Peer Gynt is a truly multicultural production: the lead actor, Ingvar Sigurdsson, hails from Iceland, and the leading lady, Shantal Shivalingappa is a Madras-born Parisian. The rest of the cast are from different parts of the world. The only problem with this happy Benetton-like picture is that none of the cast are able to relax into their English-speaking roles. Being able to speak their lines takes precedence over their delivery. The performances are wooden. Gynt, the stubborn character on whom the play is centred, is given a modern twist – he is cast as a rock star. This facilitates a number of musical inserts.

At the conclusion, the audience, once again, grind their feet into the stand, although it’s an uninspiring, if not facile, production. Perhaps the quality of the acting went unnoticed as they read the German translations of the dialogue on a screen above the stage. Like Trapped, the play evinced the empty trappings of egotistical pursuits. It seemed ironic that theatre driving this point home in such an obvious manner would appeal to such a well-heeled audience who engage in a pantomime of appearances outside theatres.

Maybe it is because of this.

Nevertheless, the plays are never unsettling enough to challenge the status quo. Here, theatre seems to be an easygoing distraction between drinking champagne and eating sausages.

Primarily, the festival attracts opera lovers rather than seasoned theatregoers with a taste for edgy work. Opera is everywhere; even if you don’t have tickets for a show you can find a seat in a courtyard where a large screen shows the opera inside the main festival hall, where the acoustics are so refined you can hear the musicians turn the pages on their music stands. The outdoor music events are not as acoustically encompassing, but you get to watch the shadows move across the Gothic façades as the sun sets.

It’s the musical dimension attached to both plays that has also secured them a place at this festival. Music is an inseparable part of Salzburg’s identity. Mozart initially contributed towards this, but the festival itself, starting in the 1920s, and then the whole Von Trapp phenomenon after World War II reinforced this identity.

-------

### [Required task 1]
Print the section of the review from "Maybe it is" to "and eating sausages.", word for word.

-------

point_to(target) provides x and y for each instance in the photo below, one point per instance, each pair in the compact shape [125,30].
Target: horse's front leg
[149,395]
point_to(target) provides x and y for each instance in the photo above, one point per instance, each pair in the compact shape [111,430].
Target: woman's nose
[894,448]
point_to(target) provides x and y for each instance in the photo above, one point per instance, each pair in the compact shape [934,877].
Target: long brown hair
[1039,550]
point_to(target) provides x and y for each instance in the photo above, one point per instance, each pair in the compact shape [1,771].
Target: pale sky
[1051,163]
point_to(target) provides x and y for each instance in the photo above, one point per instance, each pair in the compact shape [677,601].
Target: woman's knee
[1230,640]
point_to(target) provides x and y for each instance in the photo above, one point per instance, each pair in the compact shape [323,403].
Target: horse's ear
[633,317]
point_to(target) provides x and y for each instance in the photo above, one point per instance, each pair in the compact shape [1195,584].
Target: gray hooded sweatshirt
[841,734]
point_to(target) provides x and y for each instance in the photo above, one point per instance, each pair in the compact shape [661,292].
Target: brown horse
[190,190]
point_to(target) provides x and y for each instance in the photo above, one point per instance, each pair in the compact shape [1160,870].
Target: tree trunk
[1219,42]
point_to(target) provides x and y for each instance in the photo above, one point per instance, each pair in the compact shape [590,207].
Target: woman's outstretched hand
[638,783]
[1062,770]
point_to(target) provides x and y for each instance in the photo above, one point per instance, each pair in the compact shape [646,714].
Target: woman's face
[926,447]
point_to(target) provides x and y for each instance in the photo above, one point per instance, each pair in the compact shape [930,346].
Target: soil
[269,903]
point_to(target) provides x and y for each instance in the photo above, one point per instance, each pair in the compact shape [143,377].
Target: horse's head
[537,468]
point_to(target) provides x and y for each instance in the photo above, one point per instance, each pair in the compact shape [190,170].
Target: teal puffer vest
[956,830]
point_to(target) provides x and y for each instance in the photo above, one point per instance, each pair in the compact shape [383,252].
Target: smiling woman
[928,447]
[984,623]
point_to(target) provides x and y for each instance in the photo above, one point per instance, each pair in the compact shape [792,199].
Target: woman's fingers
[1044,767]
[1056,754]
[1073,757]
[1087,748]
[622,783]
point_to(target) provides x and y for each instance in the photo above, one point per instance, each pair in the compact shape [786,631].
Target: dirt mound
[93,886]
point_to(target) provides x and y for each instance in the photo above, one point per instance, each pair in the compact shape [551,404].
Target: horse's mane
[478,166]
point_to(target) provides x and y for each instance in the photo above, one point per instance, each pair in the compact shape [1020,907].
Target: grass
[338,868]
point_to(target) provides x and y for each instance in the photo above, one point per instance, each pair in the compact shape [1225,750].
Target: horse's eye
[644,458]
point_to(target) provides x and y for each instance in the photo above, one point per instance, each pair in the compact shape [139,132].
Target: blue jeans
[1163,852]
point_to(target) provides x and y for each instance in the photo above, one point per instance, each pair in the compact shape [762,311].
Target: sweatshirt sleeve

-------

### [Required task 2]
Collect every line of the entries that contains the string "brown", treating uppercase and lowercase as different.

### [Full solution 1]
Maybe it is because of this.

Nevertheless, the plays are never unsettling enough to challenge the status quo. Here, theatre seems to be an easygoing distraction between drinking champagne and eating sausages.

### [Full solution 2]
Target: long brown hair
Target: brown horse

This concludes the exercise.